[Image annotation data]
------------------------------
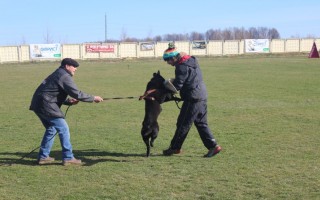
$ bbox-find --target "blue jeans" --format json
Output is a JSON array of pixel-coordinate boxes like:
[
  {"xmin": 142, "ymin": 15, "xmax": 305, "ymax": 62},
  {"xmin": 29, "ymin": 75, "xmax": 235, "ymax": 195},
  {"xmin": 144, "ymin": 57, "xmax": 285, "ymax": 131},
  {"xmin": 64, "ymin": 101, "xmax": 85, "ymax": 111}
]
[{"xmin": 36, "ymin": 113, "xmax": 74, "ymax": 160}]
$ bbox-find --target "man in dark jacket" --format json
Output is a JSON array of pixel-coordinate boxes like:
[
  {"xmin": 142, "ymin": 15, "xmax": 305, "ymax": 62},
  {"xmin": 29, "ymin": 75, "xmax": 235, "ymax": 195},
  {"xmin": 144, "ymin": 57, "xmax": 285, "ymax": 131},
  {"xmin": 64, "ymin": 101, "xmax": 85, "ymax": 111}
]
[
  {"xmin": 30, "ymin": 58, "xmax": 103, "ymax": 165},
  {"xmin": 163, "ymin": 43, "xmax": 222, "ymax": 157}
]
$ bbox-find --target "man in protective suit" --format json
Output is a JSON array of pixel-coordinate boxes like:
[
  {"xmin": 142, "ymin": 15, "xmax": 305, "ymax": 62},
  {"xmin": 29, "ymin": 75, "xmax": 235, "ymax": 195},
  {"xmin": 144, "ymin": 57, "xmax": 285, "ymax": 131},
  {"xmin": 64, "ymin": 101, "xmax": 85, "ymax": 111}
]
[{"xmin": 163, "ymin": 43, "xmax": 222, "ymax": 157}]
------------------------------
Exercise:
Give all of the lines above as a JSON list of strings, one string per line, skipping blank lines. Leave the pictures out.

Task solution:
[
  "$ bbox-find --target \"blue jeans\" --format json",
  "Output is a JSON array of pixel-coordinate boxes like:",
  "[",
  "  {\"xmin\": 142, \"ymin\": 15, \"xmax\": 305, \"ymax\": 62},",
  "  {\"xmin\": 29, \"ymin\": 75, \"xmax\": 235, \"ymax\": 195},",
  "  {\"xmin\": 144, \"ymin\": 57, \"xmax\": 285, \"ymax\": 131},",
  "  {\"xmin\": 64, \"ymin\": 101, \"xmax\": 85, \"ymax\": 111}",
  "]",
  "[{\"xmin\": 36, \"ymin\": 113, \"xmax\": 74, \"ymax\": 160}]",
  "$ bbox-find --target \"man in dark jacket\" --format json",
  "Output is a JSON array of pixel-coordinate boxes like:",
  "[",
  "  {\"xmin\": 142, \"ymin\": 15, \"xmax\": 305, \"ymax\": 62},",
  "  {\"xmin\": 29, \"ymin\": 75, \"xmax\": 235, \"ymax\": 195},",
  "  {\"xmin\": 144, \"ymin\": 57, \"xmax\": 285, \"ymax\": 131},",
  "  {\"xmin\": 64, \"ymin\": 101, \"xmax\": 85, \"ymax\": 111}",
  "]",
  "[",
  "  {\"xmin\": 30, \"ymin\": 58, \"xmax\": 103, \"ymax\": 165},",
  "  {\"xmin\": 163, \"ymin\": 43, \"xmax\": 222, \"ymax\": 157}",
  "]",
  "$ bbox-find --target \"man in protective suit\" --format json",
  "Output is a JSON array of pixel-coordinate boxes like:",
  "[",
  "  {\"xmin\": 142, \"ymin\": 15, \"xmax\": 305, \"ymax\": 62},",
  "  {\"xmin\": 29, \"ymin\": 75, \"xmax\": 235, \"ymax\": 195},",
  "  {\"xmin\": 144, \"ymin\": 57, \"xmax\": 285, \"ymax\": 131},",
  "  {\"xmin\": 64, \"ymin\": 101, \"xmax\": 85, \"ymax\": 111}",
  "]",
  "[{\"xmin\": 163, \"ymin\": 43, \"xmax\": 222, \"ymax\": 157}]"
]